### Extracted data
+++
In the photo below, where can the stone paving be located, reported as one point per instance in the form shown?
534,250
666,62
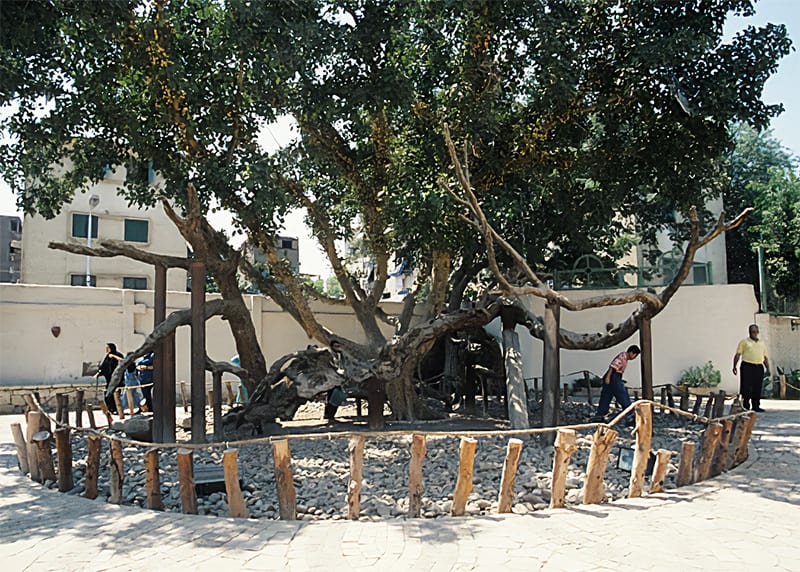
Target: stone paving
743,520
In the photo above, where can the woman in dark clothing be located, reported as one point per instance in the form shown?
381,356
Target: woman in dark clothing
107,367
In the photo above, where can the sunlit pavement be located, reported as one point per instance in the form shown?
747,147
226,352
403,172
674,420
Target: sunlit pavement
743,520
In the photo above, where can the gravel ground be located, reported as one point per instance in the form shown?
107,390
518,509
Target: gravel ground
321,468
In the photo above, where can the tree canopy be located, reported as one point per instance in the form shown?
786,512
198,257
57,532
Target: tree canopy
581,122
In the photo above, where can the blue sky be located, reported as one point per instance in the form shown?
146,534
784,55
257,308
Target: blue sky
783,87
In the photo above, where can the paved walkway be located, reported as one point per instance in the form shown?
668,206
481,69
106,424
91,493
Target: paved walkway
743,520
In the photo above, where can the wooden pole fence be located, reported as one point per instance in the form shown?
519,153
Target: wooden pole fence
464,483
505,498
415,483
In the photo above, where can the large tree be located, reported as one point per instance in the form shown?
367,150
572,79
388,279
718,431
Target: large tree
580,121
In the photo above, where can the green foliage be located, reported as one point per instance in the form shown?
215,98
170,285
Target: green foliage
701,376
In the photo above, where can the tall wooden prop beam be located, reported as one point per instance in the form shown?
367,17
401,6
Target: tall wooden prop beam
551,366
646,345
159,389
198,271
515,382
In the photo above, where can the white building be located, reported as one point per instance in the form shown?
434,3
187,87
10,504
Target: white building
111,218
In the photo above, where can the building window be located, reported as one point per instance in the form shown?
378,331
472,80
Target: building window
136,230
80,280
133,283
80,225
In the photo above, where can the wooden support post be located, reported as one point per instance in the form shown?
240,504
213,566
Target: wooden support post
64,451
564,446
287,498
646,359
47,471
107,413
721,456
231,397
719,404
506,497
90,415
551,366
707,449
588,388
116,471
152,483
740,456
184,400
59,407
197,269
33,427
516,396
22,447
709,407
736,437
94,443
684,403
415,483
216,380
236,505
464,483
118,401
79,405
356,448
594,489
686,468
660,470
697,403
186,478
641,454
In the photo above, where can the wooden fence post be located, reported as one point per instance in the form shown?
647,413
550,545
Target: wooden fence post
94,444
660,470
287,498
22,447
117,473
152,480
564,446
33,458
356,448
415,484
736,437
79,405
47,471
721,456
740,456
594,488
686,468
64,450
186,478
90,414
641,455
707,449
464,482
506,497
236,505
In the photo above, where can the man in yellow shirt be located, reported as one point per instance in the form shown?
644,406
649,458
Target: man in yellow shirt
753,354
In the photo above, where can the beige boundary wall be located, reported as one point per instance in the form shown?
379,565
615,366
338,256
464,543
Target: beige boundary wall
701,323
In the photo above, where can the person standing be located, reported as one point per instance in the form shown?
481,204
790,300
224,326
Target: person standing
107,367
753,354
613,386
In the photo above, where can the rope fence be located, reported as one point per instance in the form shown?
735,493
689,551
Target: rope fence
723,445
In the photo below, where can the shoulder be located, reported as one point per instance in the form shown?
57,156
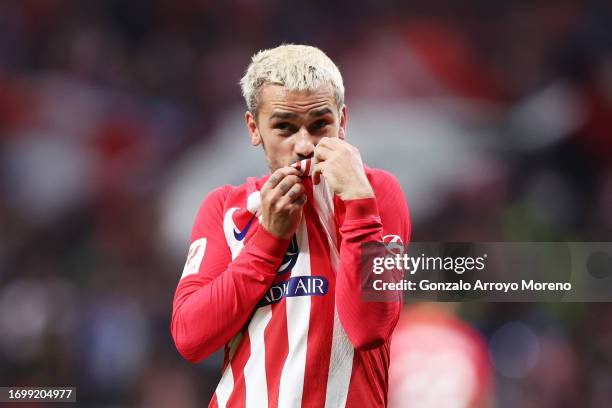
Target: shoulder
382,181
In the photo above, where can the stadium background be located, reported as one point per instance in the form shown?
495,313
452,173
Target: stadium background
117,117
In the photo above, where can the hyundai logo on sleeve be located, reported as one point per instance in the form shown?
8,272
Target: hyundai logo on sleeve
290,257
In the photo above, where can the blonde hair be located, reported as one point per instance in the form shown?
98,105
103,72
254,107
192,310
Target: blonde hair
296,67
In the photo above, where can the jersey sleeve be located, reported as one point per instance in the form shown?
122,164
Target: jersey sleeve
369,324
216,296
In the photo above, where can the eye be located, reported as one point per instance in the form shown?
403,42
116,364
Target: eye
318,125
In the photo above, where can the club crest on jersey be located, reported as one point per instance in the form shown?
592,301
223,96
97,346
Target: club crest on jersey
296,286
290,258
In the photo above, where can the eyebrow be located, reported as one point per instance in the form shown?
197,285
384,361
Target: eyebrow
291,115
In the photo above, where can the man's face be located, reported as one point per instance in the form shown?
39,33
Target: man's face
291,123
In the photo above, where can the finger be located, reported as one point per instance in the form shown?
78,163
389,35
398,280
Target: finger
321,153
294,192
277,176
283,187
286,183
297,204
318,168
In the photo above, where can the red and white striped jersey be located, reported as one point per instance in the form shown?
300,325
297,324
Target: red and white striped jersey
291,319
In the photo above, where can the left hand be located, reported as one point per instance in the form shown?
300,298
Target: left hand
340,163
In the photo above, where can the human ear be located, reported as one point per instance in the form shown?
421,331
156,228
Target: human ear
252,128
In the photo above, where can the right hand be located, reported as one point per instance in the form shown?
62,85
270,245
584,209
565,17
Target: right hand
282,200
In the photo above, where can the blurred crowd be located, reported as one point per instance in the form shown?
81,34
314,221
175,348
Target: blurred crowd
495,116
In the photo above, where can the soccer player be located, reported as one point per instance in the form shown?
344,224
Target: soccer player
272,273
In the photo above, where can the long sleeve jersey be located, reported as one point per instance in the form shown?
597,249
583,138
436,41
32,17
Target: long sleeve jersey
295,331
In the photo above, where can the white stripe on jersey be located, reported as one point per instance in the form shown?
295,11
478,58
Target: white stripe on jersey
298,322
226,385
255,367
194,257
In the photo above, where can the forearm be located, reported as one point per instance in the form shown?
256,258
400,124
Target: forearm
207,314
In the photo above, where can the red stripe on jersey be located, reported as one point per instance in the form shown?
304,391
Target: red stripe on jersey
369,378
321,315
238,397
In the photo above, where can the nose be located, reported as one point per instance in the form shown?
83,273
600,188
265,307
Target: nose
305,144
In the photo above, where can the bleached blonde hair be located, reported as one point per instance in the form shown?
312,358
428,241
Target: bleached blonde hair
296,67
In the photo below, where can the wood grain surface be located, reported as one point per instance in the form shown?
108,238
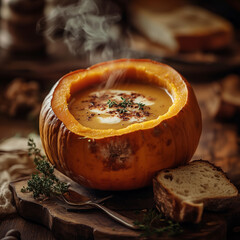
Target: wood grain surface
218,144
93,224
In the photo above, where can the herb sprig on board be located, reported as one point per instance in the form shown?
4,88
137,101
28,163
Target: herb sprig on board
122,106
154,223
44,183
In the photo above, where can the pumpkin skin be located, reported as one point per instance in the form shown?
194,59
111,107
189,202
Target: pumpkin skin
126,158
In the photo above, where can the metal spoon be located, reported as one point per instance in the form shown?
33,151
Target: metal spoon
73,198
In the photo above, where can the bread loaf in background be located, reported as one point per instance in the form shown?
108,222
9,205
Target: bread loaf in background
179,26
183,193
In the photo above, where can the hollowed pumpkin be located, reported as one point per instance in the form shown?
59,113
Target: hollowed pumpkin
125,158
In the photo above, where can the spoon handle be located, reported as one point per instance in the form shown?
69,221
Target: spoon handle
116,216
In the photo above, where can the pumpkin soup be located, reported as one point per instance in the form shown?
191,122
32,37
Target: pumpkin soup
120,106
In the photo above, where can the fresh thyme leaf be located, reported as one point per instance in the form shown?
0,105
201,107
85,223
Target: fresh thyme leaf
44,183
154,223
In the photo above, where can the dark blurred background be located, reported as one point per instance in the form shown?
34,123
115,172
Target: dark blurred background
41,40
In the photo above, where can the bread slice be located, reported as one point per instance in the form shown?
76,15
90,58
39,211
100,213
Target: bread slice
181,28
182,193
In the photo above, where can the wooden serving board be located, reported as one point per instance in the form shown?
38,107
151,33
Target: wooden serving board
93,224
218,144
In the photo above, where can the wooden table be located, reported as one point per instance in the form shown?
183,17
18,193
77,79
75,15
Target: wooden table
219,141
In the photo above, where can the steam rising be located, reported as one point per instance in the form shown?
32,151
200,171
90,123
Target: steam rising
88,27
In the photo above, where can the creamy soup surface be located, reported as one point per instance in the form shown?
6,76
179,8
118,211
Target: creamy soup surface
120,106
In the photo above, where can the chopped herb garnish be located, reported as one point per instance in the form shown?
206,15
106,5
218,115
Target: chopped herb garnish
111,103
140,106
122,106
154,223
44,183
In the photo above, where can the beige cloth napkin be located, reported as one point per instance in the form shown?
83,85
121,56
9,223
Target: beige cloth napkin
14,163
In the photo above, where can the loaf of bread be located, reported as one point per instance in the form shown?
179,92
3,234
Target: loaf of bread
182,193
180,27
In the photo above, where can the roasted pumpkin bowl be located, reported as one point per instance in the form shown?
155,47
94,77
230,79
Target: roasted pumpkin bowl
126,158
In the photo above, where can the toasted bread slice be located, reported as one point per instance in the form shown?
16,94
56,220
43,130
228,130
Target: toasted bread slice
181,28
182,193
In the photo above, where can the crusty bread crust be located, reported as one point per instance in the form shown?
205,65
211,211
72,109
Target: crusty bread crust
184,28
176,208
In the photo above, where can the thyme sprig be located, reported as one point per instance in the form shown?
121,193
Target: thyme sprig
122,106
44,183
154,223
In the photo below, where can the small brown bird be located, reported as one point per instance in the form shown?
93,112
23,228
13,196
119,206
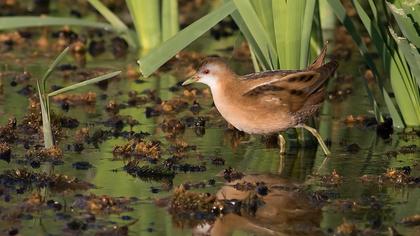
+++
### Written request
Pull out each line in the entries above that contains the string "stadium". Case matters.

### Answer to this problem
In the photo above, where can the stadium background be located, reported as one point per instance in the form shown?
Target: stadium background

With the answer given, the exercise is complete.